§ **Required task**: All lines from the one containing "Where can the large stone" through the last line of the listing below are to be copied exactly. Exclude the pictures.

(Excerpts of pointing data)
————

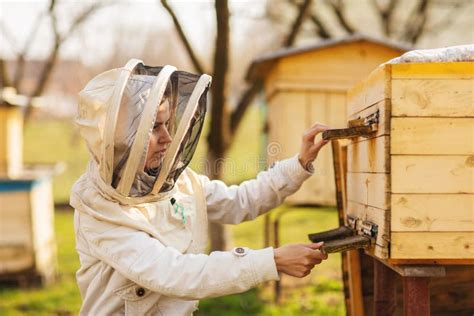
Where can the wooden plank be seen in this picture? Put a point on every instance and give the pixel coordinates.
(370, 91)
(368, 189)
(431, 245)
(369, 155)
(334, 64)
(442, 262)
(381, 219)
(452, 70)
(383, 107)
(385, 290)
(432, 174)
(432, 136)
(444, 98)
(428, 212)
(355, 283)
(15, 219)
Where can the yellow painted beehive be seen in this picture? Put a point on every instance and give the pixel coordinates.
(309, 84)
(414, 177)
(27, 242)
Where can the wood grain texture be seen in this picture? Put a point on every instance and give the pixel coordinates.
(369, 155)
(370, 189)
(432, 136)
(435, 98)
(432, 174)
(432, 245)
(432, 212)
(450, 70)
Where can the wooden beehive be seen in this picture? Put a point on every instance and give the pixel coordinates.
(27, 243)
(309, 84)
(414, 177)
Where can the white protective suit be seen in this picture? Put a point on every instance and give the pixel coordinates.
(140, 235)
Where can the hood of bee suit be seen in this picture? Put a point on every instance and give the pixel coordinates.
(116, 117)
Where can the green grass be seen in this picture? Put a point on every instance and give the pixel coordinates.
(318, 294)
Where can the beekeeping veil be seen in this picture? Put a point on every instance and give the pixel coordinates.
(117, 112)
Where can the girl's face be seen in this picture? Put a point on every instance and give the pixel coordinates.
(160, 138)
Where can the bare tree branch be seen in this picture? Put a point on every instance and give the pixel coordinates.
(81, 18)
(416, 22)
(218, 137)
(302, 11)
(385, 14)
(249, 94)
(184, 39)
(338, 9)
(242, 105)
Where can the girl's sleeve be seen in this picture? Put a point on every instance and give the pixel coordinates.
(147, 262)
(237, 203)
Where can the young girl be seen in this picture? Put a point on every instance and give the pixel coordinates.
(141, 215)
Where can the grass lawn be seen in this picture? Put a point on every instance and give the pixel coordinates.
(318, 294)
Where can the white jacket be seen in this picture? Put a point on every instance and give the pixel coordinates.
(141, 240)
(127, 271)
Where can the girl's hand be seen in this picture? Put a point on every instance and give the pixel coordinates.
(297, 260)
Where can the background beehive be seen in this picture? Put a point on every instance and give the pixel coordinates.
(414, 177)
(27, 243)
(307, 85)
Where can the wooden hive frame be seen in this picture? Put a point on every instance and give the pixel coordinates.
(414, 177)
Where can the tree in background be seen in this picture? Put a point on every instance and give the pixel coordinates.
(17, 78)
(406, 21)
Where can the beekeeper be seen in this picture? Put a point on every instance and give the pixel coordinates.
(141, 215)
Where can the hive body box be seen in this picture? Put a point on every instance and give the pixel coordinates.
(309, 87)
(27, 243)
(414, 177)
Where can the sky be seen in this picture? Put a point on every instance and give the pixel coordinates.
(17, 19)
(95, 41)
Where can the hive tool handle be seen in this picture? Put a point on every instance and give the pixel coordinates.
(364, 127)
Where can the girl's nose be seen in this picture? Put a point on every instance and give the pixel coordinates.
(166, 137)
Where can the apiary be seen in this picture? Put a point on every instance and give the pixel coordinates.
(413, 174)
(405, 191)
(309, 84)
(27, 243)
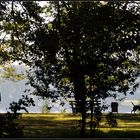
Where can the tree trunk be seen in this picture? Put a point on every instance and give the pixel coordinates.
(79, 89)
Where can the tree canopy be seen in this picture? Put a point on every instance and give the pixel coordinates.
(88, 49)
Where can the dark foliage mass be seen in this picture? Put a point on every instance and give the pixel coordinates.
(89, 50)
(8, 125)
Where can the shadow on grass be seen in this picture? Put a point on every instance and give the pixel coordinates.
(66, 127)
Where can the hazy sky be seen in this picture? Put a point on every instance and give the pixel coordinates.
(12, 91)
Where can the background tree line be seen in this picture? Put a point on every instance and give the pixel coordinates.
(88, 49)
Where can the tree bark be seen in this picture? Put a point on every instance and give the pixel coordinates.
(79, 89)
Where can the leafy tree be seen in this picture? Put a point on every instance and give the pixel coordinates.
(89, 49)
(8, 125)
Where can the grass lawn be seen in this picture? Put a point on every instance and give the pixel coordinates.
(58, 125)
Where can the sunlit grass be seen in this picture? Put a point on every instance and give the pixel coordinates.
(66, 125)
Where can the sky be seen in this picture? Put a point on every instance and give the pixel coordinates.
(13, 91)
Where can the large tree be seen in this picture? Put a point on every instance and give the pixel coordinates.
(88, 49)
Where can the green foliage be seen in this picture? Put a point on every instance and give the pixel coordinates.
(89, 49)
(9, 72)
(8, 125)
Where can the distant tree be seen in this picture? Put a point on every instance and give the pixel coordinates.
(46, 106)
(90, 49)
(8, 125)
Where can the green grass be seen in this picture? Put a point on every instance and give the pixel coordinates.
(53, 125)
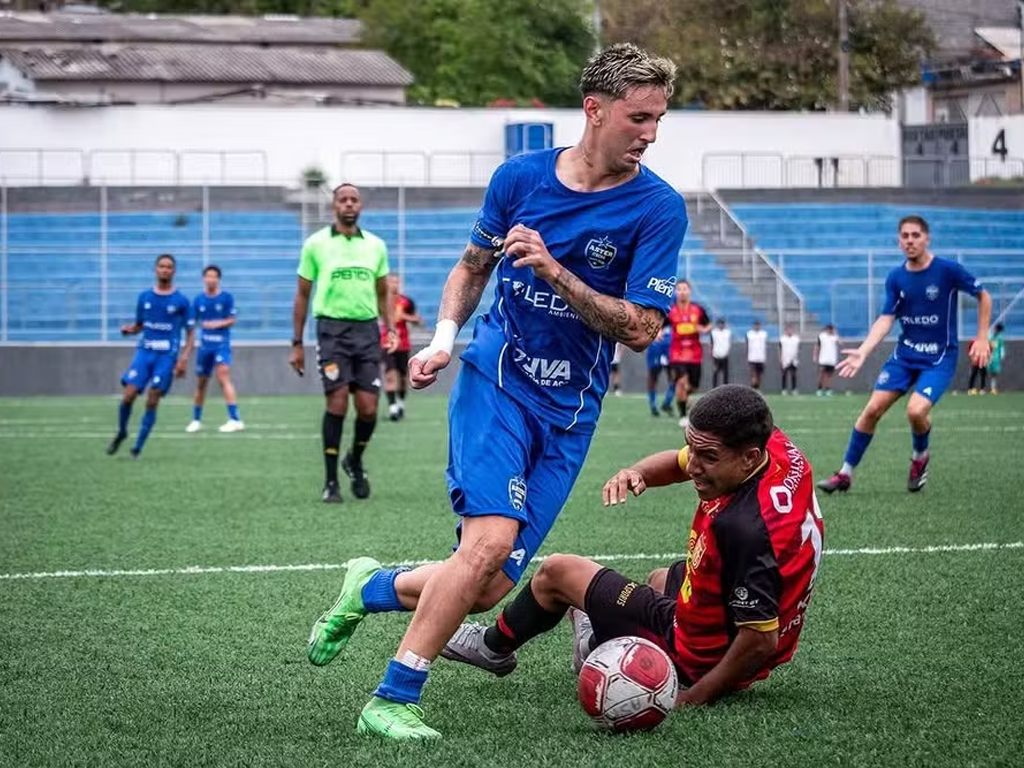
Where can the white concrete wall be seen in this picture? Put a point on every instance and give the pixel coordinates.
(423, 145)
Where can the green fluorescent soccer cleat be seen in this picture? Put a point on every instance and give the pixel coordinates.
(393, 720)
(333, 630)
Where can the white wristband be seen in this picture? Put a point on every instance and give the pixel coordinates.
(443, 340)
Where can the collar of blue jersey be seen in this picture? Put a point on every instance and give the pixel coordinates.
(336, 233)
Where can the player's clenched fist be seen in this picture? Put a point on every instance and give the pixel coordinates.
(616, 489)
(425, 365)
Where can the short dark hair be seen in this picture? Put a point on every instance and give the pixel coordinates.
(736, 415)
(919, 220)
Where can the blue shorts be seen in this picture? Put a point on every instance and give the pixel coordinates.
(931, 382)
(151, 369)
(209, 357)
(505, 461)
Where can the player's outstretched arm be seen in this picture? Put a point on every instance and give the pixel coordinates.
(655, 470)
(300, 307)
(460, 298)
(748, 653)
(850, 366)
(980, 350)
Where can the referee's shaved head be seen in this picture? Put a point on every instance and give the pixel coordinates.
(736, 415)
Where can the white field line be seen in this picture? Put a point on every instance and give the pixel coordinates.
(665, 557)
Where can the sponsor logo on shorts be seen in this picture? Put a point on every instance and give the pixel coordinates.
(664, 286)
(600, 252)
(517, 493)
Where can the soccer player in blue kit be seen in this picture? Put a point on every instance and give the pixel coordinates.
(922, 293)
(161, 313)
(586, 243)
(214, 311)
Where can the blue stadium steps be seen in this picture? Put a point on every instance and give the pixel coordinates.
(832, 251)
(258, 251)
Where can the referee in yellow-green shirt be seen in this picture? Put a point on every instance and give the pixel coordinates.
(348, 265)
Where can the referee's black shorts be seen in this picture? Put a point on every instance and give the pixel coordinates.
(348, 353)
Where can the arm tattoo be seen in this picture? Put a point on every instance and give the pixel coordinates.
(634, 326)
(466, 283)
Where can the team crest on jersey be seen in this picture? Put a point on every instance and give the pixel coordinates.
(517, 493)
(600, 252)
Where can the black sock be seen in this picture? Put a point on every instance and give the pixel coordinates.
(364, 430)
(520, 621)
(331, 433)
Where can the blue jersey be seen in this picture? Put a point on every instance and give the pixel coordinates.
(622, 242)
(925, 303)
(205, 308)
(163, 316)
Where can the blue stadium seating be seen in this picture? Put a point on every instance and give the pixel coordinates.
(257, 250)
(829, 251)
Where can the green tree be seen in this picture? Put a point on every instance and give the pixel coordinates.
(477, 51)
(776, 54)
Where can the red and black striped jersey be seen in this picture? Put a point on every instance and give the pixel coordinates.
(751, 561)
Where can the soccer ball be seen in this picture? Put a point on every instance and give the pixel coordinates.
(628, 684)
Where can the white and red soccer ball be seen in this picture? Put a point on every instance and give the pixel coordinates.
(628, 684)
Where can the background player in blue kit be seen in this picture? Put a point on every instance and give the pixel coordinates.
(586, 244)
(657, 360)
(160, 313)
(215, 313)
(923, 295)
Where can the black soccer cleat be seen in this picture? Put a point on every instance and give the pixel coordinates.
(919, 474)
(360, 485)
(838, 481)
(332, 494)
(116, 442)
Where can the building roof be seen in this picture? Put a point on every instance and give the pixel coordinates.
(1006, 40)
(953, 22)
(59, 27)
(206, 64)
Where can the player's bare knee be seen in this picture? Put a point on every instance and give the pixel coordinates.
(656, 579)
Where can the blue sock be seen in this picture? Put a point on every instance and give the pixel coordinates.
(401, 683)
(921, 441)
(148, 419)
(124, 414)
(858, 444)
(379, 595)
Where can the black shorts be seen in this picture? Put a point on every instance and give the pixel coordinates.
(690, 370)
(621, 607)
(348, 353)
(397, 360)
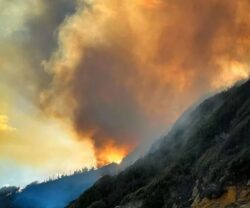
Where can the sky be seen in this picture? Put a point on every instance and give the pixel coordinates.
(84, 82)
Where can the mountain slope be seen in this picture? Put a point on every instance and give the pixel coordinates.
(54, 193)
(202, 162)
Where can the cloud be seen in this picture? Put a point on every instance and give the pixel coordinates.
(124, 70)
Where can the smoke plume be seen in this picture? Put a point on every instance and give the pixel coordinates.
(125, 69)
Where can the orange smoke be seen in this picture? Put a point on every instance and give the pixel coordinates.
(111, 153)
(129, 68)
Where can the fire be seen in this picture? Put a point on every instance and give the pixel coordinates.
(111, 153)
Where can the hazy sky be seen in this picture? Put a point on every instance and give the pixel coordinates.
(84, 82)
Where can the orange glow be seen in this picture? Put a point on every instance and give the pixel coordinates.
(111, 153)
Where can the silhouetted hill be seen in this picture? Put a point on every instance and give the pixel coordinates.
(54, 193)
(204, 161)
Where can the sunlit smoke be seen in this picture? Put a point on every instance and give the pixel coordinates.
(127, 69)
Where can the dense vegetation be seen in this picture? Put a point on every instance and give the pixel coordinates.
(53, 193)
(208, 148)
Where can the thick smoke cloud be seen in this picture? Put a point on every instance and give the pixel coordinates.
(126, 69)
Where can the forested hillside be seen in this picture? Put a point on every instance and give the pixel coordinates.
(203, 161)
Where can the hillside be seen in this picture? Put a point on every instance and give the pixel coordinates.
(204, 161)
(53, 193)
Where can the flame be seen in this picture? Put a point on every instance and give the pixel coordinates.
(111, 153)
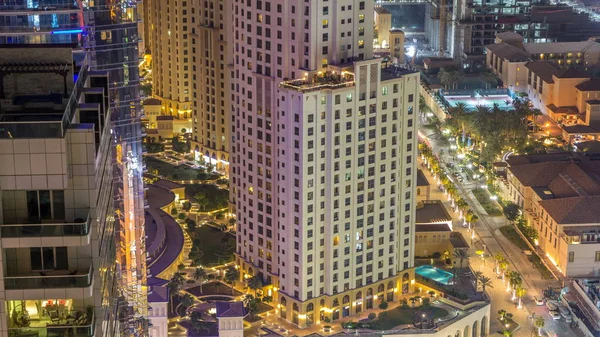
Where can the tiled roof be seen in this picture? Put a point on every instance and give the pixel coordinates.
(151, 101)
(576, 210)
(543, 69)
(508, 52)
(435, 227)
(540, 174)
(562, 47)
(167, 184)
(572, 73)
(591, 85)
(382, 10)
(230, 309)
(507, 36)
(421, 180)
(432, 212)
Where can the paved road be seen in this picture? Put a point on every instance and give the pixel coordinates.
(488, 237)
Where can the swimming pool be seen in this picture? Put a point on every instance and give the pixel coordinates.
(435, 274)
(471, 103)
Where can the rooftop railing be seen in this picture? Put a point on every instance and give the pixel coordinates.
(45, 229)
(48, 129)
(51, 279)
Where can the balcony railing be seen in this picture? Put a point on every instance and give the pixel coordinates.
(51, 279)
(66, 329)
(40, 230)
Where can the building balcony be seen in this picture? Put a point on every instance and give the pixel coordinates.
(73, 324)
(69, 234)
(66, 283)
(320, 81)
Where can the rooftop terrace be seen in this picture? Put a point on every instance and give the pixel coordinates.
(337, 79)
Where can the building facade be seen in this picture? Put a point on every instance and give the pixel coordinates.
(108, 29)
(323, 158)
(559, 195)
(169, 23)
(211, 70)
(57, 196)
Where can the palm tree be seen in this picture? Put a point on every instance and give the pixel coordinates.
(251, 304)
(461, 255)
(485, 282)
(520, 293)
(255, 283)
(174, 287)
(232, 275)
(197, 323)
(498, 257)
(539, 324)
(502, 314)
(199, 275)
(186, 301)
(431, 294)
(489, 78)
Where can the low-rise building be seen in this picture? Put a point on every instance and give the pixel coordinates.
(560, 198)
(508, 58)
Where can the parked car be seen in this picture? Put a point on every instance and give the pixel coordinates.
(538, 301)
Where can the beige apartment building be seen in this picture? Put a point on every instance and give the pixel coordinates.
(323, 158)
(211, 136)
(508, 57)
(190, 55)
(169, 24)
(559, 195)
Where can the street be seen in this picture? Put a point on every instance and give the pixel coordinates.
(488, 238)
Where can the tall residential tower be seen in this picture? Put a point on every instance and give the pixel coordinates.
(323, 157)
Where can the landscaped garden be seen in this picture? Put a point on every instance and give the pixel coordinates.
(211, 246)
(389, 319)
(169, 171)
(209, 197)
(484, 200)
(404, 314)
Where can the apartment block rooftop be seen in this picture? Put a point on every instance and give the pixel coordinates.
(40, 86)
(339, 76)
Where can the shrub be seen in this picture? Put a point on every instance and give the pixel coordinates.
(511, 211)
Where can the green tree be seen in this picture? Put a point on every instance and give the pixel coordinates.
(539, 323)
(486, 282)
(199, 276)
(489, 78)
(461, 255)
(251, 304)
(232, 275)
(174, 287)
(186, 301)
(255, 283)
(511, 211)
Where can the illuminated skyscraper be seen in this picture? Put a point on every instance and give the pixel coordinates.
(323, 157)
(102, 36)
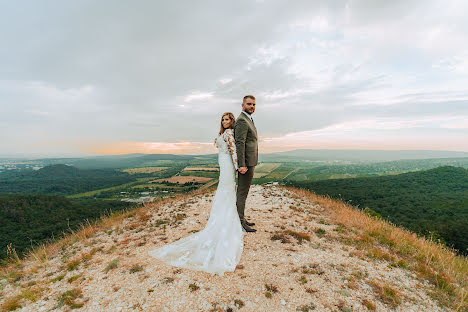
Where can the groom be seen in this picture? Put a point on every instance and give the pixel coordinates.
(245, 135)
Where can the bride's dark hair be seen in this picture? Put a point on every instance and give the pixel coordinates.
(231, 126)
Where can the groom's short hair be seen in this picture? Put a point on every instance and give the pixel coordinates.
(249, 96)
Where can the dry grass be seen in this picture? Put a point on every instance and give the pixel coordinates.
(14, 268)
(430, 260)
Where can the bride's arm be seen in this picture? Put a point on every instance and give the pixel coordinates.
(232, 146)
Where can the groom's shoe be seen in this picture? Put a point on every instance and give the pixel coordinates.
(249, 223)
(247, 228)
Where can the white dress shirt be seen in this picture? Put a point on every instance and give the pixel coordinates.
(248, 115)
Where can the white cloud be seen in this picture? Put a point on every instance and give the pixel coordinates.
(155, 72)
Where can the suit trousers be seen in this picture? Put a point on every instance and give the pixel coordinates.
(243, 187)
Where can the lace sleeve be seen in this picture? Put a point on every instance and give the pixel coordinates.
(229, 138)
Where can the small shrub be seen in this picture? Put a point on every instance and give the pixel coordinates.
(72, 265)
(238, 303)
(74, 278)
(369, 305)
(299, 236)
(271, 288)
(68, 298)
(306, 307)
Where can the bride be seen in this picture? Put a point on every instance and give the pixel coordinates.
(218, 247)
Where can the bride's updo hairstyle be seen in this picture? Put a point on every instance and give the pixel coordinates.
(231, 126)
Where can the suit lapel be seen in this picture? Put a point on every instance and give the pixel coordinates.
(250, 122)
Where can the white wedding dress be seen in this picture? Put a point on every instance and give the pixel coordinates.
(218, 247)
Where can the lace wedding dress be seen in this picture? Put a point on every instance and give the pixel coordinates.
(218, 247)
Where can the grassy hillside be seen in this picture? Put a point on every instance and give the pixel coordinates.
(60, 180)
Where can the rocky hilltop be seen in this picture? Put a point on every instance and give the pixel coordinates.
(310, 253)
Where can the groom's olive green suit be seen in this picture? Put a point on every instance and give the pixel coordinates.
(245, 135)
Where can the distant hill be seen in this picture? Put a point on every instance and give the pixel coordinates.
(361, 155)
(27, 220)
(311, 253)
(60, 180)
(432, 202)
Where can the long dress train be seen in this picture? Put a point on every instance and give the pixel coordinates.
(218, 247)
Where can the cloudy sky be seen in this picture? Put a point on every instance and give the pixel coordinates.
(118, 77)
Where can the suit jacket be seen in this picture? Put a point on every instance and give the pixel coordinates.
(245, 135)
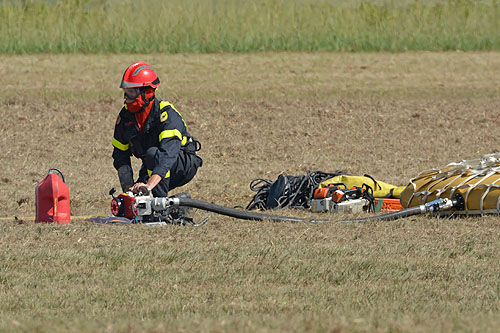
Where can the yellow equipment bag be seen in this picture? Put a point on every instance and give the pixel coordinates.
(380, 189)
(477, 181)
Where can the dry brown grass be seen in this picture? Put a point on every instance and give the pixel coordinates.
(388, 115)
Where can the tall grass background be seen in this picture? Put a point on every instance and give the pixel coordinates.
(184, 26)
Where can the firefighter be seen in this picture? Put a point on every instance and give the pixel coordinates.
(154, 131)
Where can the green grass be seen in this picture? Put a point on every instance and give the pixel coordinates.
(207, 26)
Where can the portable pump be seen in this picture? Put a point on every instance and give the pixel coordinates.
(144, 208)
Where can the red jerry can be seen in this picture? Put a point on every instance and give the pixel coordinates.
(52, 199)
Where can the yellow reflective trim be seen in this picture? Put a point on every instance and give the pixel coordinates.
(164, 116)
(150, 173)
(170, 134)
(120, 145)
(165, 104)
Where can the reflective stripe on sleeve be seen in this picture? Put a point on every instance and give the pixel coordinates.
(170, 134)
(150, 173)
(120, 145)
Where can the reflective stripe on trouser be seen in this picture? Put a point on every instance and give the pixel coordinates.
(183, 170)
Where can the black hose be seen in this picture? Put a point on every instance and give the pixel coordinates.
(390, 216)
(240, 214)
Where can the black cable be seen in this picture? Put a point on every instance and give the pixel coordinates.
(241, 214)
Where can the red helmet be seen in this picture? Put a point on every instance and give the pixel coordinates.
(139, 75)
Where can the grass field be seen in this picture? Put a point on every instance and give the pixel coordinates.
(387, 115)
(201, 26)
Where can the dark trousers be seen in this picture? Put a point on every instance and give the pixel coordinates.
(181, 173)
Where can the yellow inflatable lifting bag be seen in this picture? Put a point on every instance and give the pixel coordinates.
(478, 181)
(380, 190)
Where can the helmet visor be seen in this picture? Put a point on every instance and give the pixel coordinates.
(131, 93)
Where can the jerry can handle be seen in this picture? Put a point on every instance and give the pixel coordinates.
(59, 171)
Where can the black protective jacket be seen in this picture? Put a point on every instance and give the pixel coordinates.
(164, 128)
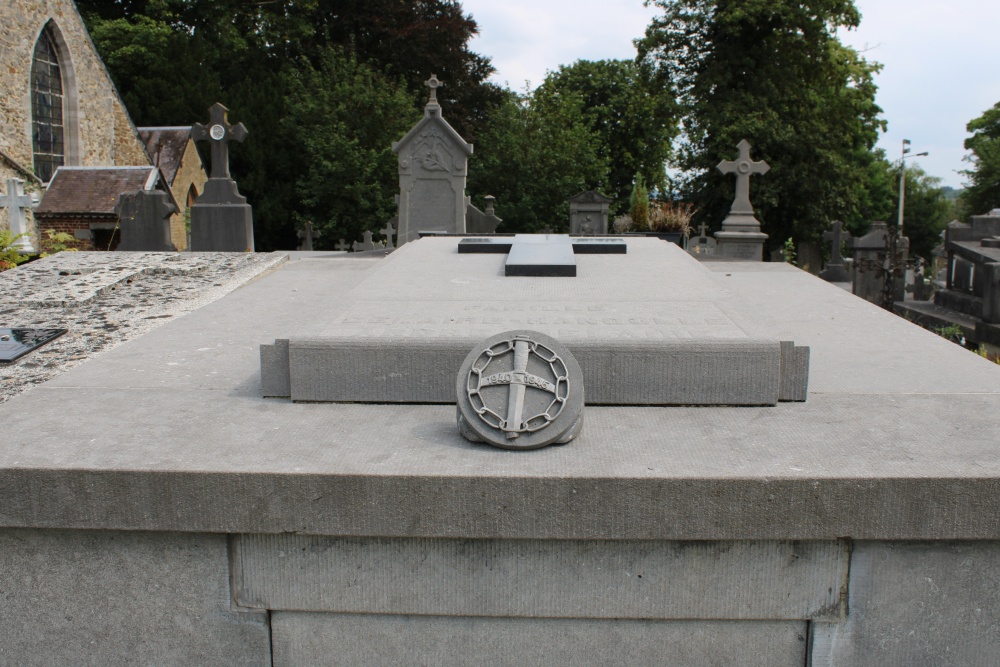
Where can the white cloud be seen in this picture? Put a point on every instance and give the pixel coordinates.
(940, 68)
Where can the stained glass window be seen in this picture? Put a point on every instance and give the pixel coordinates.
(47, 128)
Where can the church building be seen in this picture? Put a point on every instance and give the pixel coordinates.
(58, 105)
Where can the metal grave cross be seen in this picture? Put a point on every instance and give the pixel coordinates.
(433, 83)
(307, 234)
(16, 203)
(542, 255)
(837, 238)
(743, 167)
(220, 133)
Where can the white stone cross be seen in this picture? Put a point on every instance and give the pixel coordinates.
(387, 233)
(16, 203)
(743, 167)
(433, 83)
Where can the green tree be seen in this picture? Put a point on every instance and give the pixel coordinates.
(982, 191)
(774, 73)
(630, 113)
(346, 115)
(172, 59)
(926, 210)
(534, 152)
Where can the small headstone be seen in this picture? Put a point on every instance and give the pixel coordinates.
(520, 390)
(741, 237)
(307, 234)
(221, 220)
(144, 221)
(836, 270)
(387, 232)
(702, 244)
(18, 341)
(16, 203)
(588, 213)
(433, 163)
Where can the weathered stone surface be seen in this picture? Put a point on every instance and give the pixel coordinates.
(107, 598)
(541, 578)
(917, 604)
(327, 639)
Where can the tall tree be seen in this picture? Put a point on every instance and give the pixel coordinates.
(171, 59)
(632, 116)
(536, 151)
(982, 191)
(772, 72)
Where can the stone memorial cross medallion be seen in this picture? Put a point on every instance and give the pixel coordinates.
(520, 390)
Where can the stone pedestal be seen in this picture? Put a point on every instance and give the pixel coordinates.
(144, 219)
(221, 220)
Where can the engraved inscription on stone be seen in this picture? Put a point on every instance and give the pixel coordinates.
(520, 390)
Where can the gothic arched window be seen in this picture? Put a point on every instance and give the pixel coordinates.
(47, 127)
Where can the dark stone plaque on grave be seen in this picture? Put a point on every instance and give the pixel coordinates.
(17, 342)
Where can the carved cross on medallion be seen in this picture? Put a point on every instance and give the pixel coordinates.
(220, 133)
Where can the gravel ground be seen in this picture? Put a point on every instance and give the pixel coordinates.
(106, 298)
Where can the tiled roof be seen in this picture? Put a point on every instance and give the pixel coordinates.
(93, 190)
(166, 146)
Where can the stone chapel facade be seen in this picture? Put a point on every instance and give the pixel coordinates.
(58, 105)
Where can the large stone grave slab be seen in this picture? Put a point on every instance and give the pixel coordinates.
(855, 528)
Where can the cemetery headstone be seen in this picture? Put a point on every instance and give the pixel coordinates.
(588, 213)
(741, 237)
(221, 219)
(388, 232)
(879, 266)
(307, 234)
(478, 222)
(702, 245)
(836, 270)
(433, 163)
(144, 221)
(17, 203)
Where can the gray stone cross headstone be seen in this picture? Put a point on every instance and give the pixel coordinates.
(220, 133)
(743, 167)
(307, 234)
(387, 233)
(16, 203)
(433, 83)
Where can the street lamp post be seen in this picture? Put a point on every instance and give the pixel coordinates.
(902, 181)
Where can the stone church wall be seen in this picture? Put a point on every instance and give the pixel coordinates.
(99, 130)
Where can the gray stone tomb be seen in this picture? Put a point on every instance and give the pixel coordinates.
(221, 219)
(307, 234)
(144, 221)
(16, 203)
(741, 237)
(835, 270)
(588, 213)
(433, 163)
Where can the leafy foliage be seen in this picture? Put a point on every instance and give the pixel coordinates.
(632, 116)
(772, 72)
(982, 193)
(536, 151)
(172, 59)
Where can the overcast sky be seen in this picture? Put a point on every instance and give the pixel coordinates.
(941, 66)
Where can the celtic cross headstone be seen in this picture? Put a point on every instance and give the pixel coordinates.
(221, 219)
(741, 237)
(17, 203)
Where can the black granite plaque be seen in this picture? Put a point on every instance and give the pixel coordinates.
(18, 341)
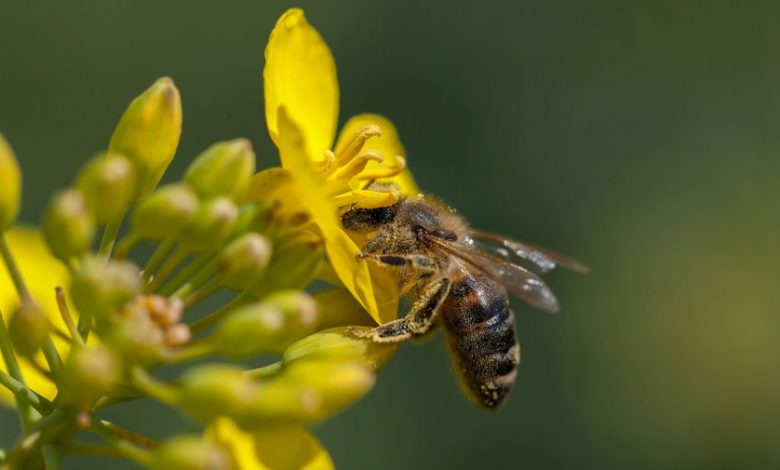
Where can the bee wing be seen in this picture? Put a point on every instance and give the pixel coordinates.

————

§ **Response to this exercise**:
Where can the large stone grave slab be seen in this picture? Put a point on every instance and give the pixel coordinates.
(855, 528)
Where can the cemetery headstone be seen in this picture? Put a point on every instance and give the pixel coordinates.
(588, 213)
(741, 237)
(221, 219)
(388, 232)
(879, 266)
(307, 234)
(478, 222)
(702, 245)
(836, 270)
(433, 163)
(144, 221)
(17, 203)
Where can the gray stone cross headstone be seen in this picture? Put a point on every instance and give the pixel coordinates.
(220, 133)
(743, 167)
(307, 234)
(387, 233)
(16, 203)
(433, 83)
Where can the street lamp post be seen in this picture? Put a point on every instance and give the pixel coordinates.
(902, 181)
Where can the stone church wall be seen in this picture? Put a point on every instance and give the pixel coordinates.
(99, 130)
Where can the gray stone tomb be seen in this picture? Put a point on every instance and give the pixel coordinates.
(221, 219)
(307, 234)
(144, 221)
(16, 203)
(741, 237)
(835, 270)
(588, 213)
(433, 163)
Where can the leafy foliage be seen in this picture? Put a point on every instance and give the pixel coordinates.
(632, 116)
(772, 72)
(982, 193)
(536, 151)
(172, 59)
Where can the overcast sky be seen in this picture? Put a point on every instance and give the pixel coordinates.
(941, 66)
Where can the celtic cross headstone be seen in this picture? Put a point on every instance and give the pixel coordinates.
(221, 219)
(741, 237)
(17, 203)
Where can the black granite plaque be seen in this picture? Put a point on every instance and give the pixel coordinates.
(18, 341)
Where can the bee wing be seen in this picture? Put a point on every instance and give the pixel coordinates.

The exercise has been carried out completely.